SET EXERCISE: Rescale the records below by copying out every line, requests included, and multiplying each bounding-box coordinate in the answers by 0.9, rounding to whole numbers with halves rounded up. Leave the pictures out.

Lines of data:
╭──
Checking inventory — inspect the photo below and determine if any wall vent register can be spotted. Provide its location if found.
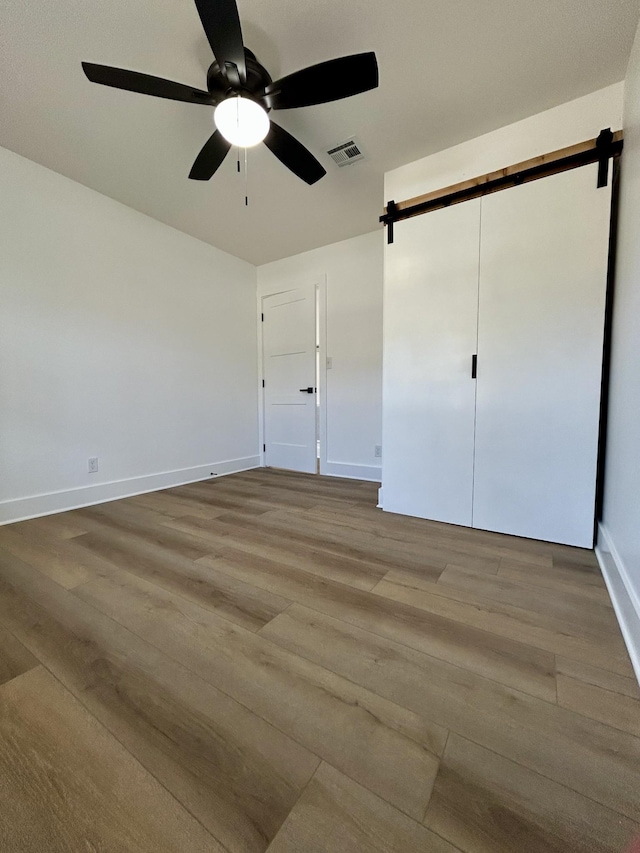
[327,137,364,166]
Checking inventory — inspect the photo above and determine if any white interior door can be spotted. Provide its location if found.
[262,284,316,474]
[382,199,480,526]
[472,165,611,547]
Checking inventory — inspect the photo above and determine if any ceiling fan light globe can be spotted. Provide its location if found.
[213,96,270,148]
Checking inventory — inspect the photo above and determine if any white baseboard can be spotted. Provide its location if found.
[320,460,382,483]
[596,524,640,683]
[0,456,260,525]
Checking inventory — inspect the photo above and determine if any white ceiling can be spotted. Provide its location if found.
[0,0,639,264]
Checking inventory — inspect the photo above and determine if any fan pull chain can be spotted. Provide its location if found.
[244,148,249,207]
╰──
RIGHT ANSWER:
Checking inventory — inspect the photo below and determine if any wall vent register can be spotted. Provide its location if found.
[294,123,328,149]
Checking inventory — inspect the photo above and determine if any white interior door can be spotted. Provide its location if found.
[236,256,284,427]
[344,179,432,473]
[425,149,550,492]
Checking inventory — inspect the photo above and determine if any ceiling fan light globe can be spotted. Provide its location if found.
[192,86,243,133]
Checking inventory — inspect the photo above and determine if any white baseboard can be spotted. Provide its location if found.
[288,414,344,435]
[536,472,576,615]
[0,410,234,473]
Checking inventory — inspect the photo above and determine if any white ceiling can be spotted. Provide its location if found.
[0,0,575,238]
Checking inventory — inspect the photo above and determine if any fan pull chain can be spotted. Provide its location if found.
[220,133,224,186]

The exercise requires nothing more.